▶ _OBJECTIVE_
Please reproduce only the part of the listing below that starts at the line containing "Q: In the image above, where is the arched window" and ends at the line containing "[0,126,400,299]", requests included. Offset each bounding-box coordinate in the answers by adding -26 to it.

▶ _EXERCISE INPUTS_
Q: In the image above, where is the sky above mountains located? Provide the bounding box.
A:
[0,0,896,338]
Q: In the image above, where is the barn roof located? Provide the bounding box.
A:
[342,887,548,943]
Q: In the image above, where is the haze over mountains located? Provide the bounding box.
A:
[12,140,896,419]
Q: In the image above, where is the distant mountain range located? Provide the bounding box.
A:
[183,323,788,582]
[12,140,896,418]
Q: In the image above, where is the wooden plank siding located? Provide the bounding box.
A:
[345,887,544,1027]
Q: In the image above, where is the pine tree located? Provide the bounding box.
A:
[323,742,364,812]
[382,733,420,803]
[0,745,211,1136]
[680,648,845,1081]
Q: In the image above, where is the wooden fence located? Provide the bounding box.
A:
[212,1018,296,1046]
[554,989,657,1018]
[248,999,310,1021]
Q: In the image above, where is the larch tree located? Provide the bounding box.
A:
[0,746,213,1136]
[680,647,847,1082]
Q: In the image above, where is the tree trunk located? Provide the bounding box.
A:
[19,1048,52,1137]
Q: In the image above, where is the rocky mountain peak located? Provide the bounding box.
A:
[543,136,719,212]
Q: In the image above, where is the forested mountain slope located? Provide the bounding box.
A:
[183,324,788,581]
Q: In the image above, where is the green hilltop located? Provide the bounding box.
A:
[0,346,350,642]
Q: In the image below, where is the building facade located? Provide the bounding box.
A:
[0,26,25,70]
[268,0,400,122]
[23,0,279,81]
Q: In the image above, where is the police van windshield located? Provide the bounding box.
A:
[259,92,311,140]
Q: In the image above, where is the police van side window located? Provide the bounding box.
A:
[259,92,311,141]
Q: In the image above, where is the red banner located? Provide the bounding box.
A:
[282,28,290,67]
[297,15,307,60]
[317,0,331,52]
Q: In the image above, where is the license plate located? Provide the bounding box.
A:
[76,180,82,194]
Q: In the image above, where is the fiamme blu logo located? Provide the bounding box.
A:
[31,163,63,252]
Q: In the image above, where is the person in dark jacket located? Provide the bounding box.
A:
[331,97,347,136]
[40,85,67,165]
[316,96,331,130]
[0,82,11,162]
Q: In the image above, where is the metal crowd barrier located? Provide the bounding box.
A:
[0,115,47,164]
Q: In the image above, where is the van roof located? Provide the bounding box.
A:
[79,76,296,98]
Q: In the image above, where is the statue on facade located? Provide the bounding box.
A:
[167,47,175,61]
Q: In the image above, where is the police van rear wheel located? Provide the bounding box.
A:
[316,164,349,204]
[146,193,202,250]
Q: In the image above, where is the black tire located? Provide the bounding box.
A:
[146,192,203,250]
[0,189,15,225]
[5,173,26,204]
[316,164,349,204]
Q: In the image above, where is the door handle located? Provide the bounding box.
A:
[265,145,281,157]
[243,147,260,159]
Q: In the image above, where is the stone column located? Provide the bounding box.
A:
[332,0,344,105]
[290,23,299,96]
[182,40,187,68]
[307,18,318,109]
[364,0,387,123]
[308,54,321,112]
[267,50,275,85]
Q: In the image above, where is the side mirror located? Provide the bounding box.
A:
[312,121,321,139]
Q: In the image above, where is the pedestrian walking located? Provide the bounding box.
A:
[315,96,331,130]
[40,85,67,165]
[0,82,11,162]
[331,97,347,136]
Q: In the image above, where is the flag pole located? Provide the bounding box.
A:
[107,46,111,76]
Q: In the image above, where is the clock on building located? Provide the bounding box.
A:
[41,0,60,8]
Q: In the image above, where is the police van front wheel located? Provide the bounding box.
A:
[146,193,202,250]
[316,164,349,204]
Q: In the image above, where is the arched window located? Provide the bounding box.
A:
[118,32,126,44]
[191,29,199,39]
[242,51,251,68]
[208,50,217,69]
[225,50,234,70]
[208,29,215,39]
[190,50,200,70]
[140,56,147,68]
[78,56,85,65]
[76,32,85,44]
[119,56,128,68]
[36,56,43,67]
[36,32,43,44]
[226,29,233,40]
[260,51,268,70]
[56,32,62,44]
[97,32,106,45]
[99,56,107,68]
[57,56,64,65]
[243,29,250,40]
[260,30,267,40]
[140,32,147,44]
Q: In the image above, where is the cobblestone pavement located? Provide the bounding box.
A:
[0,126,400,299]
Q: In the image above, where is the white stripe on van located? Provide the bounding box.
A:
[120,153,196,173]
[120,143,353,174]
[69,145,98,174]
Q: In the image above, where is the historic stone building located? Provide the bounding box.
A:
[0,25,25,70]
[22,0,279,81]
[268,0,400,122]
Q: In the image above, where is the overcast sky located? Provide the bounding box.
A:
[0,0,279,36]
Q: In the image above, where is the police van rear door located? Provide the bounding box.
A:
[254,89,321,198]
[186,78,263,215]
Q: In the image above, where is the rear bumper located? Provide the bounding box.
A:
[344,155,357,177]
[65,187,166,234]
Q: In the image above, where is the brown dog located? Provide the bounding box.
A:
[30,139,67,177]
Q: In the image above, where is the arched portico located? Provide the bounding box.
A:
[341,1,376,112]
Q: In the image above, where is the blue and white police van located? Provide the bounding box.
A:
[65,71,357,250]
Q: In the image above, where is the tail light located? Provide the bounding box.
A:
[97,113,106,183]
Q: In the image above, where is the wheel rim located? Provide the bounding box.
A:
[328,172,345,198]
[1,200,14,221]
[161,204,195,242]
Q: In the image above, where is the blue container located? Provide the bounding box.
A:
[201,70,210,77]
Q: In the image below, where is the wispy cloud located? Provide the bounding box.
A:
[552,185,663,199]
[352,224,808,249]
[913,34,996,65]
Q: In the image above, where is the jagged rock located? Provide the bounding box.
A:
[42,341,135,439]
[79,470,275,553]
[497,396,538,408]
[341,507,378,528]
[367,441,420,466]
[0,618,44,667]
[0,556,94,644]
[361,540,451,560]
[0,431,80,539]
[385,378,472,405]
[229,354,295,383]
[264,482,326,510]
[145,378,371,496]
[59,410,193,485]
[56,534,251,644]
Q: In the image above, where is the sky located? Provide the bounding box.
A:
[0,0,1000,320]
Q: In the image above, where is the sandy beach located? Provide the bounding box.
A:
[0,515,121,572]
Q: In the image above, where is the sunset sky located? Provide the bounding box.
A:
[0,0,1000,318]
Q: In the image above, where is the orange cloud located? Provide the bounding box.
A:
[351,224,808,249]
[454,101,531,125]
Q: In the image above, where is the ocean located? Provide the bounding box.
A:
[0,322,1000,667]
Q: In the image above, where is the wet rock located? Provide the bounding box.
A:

▶ _EXERCISE RESULT_
Q: In the image above, where is the arched window located? Provide the bounding box.
A:
[92,6,100,18]
[165,3,173,13]
[216,25,225,42]
[182,24,191,43]
[199,24,208,44]
[182,3,189,13]
[164,24,174,44]
[114,30,121,42]
[52,30,59,39]
[50,6,59,18]
[93,30,102,42]
[10,30,17,41]
[10,6,17,18]
[200,3,207,14]
[234,25,242,44]
[30,6,36,18]
[71,6,80,19]
[73,30,81,42]
[31,30,38,39]
[217,3,224,14]
[234,4,241,14]
[114,6,121,18]
Q: In the image above, where is the cobblestone pavement located? Provide the bounding box.
A:
[-26,100,374,273]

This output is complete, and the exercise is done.